Passage provided:
▬▬▬▬▬▬

Nsrlsvr

Serves NSRL RDS hashes


Project maintained by rjhansen Hosted on GitHub Pages — Theme by mattgraham

nsrlsvr

The latest stable version is 1.7.0.

What’s nsrlsvr?

The National Institute of Standards and Technology (NIST) maintains the National Software Reference Library (NSRL) — a giant compendium of software contributed by vendors. It’s not a library in the sense that you can check things out from it, though: it’s more a library that you can check to see whether a given file already exists. All the system files from Windows 7 are in the NSRL, as is the latest releases of Firefox and Opera and Chrome, Winamp and…

It’s large, really large: over forty million distinct hashes.

What’s the RDS?

The Reference Data Set (RDS) is a list of hashes for all of the files maintained within the NSRL. It’s over forty million hashes, each one corresponding to a known piece of software. This isn’t to say everything listed is known good, known safe, or anything like that — just that it’s known.

Why is the RDS important?

▬▬▬▬▬▬

Given information:
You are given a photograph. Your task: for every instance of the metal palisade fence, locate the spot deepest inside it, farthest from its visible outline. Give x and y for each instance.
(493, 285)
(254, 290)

▬▬▬▬▬▬

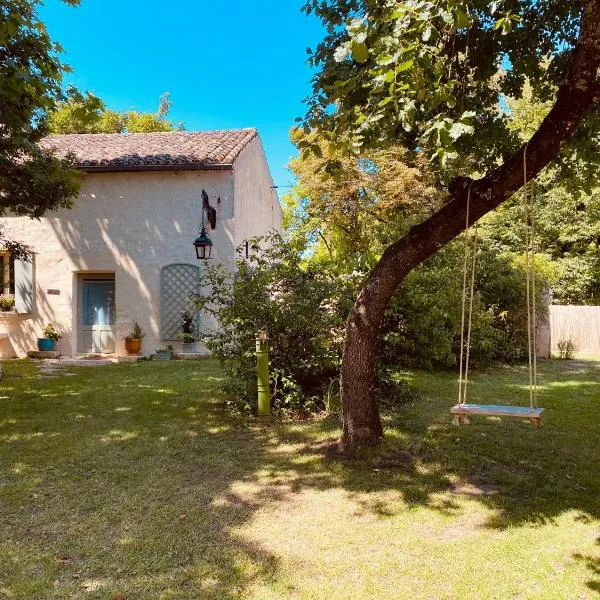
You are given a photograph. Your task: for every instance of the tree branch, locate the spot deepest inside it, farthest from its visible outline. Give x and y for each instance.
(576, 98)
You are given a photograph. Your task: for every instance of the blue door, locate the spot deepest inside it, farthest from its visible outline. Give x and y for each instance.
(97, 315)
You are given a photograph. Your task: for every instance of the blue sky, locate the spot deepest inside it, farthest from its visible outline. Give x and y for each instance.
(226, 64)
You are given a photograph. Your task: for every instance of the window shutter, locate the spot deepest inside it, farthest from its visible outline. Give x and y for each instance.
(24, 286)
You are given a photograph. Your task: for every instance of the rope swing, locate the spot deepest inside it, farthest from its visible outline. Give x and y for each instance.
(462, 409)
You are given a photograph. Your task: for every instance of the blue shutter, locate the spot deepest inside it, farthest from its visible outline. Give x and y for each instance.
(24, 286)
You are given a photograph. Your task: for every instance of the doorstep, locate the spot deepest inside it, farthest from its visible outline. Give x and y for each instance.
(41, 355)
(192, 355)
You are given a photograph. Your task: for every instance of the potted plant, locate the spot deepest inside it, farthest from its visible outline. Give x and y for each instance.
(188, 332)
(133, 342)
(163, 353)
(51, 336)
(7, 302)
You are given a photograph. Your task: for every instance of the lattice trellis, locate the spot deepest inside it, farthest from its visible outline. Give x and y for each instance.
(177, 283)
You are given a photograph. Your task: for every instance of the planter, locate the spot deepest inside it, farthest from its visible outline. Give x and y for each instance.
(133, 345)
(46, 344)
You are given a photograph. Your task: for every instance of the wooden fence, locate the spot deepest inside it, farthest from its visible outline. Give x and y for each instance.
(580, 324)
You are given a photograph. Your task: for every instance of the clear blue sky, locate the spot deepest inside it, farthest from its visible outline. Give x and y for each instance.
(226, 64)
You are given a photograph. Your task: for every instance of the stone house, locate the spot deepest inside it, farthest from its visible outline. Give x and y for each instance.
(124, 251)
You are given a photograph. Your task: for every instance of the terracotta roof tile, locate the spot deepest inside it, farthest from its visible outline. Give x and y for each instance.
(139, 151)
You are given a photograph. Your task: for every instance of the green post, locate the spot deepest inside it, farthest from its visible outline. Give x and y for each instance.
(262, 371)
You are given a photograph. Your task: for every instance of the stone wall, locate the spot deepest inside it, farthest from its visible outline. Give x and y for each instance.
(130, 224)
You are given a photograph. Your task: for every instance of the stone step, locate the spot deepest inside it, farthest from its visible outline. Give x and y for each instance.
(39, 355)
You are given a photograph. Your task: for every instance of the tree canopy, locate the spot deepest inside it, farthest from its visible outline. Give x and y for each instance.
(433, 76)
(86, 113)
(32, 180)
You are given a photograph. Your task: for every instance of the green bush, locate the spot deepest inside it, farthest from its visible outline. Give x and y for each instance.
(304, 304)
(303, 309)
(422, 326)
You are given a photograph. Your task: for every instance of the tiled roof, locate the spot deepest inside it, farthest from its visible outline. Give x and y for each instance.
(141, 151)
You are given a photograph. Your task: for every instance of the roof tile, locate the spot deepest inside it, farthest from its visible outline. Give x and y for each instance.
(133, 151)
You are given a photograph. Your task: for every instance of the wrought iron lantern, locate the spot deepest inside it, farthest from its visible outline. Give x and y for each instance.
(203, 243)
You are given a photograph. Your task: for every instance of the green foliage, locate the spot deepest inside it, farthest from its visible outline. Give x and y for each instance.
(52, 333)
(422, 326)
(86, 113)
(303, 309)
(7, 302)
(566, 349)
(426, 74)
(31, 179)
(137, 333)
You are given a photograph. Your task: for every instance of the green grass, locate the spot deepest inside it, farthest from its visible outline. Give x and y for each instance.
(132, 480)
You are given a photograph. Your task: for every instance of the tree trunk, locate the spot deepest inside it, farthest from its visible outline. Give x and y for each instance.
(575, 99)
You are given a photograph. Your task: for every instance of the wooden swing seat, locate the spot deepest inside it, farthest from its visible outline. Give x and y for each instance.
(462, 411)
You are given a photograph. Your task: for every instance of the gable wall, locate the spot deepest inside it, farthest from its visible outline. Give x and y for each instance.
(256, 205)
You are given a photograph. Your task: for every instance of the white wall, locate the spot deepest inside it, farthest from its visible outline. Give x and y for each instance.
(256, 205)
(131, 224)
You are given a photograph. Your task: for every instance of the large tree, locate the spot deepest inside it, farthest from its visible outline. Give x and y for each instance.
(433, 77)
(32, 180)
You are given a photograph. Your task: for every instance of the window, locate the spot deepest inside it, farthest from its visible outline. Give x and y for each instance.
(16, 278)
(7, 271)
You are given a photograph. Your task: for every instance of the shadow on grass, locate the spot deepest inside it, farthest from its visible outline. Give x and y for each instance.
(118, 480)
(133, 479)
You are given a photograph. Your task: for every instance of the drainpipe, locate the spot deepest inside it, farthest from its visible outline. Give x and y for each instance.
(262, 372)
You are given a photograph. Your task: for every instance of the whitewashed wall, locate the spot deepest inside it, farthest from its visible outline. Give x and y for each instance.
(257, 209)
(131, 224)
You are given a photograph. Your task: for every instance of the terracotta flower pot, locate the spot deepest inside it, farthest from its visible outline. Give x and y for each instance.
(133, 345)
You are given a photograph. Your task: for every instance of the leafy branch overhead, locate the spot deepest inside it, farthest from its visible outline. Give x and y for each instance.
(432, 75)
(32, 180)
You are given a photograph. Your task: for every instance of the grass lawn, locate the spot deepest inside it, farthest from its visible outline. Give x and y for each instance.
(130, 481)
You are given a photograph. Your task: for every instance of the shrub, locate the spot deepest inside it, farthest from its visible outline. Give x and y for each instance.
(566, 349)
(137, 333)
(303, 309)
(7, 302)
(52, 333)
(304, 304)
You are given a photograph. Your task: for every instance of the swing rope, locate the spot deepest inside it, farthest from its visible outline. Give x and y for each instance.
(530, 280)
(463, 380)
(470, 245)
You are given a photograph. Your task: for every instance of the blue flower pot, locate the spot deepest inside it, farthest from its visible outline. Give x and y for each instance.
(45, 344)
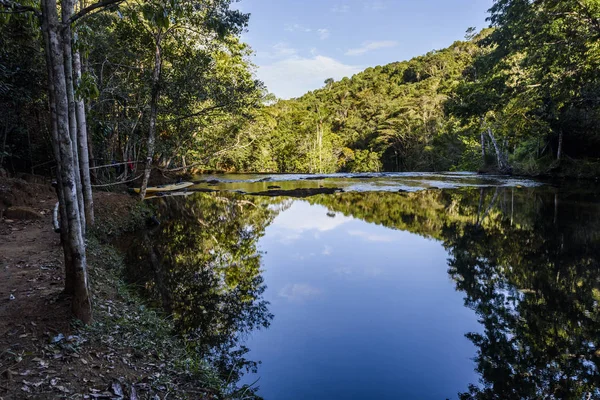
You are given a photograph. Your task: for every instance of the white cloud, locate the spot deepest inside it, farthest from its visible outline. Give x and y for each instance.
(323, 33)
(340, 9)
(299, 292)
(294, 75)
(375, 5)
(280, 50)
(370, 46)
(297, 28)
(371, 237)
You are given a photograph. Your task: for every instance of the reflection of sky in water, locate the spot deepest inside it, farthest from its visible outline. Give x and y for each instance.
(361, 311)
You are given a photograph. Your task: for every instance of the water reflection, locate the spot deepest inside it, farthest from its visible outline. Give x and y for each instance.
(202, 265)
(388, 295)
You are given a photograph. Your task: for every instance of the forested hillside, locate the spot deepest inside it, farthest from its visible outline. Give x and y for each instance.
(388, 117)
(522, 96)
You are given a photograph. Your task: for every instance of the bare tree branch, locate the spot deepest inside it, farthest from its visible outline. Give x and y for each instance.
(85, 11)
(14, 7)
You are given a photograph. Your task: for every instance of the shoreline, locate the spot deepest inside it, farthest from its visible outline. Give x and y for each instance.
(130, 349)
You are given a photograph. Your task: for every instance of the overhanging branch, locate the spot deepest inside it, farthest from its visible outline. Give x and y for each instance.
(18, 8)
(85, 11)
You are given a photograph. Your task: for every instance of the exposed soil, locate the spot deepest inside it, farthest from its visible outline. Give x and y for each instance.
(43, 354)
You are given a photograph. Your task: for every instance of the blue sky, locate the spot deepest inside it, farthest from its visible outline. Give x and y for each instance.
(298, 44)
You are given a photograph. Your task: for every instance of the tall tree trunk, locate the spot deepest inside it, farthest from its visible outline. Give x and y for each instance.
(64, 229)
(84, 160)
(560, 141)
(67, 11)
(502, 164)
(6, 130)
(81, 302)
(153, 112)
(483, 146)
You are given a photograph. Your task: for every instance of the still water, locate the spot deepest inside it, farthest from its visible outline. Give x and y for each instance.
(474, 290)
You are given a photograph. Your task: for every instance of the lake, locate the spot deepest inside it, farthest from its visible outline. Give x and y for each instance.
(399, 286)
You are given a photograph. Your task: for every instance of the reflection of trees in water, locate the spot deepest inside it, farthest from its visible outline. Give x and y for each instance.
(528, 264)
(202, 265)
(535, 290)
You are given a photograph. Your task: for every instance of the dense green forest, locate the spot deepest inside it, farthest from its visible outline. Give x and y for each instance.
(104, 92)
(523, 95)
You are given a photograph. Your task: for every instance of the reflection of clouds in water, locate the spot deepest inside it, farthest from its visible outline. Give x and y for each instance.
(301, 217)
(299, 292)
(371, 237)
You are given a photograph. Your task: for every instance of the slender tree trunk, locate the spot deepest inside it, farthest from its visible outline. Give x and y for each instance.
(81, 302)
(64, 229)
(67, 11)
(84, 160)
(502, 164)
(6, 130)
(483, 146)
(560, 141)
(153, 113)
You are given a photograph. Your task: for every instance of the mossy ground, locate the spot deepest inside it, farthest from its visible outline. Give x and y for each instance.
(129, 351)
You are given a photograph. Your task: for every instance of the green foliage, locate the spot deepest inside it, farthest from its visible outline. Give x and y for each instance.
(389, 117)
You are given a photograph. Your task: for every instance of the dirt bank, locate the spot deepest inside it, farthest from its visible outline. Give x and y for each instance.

▬▬▬▬▬▬

Exercise requirements: Name every piece of software the nsrlsvr page says is in the NSRL. The records are from a separate source and don't relate to this text.

Task response: Windows 7, Firefox, Opera, Chrome, Winamp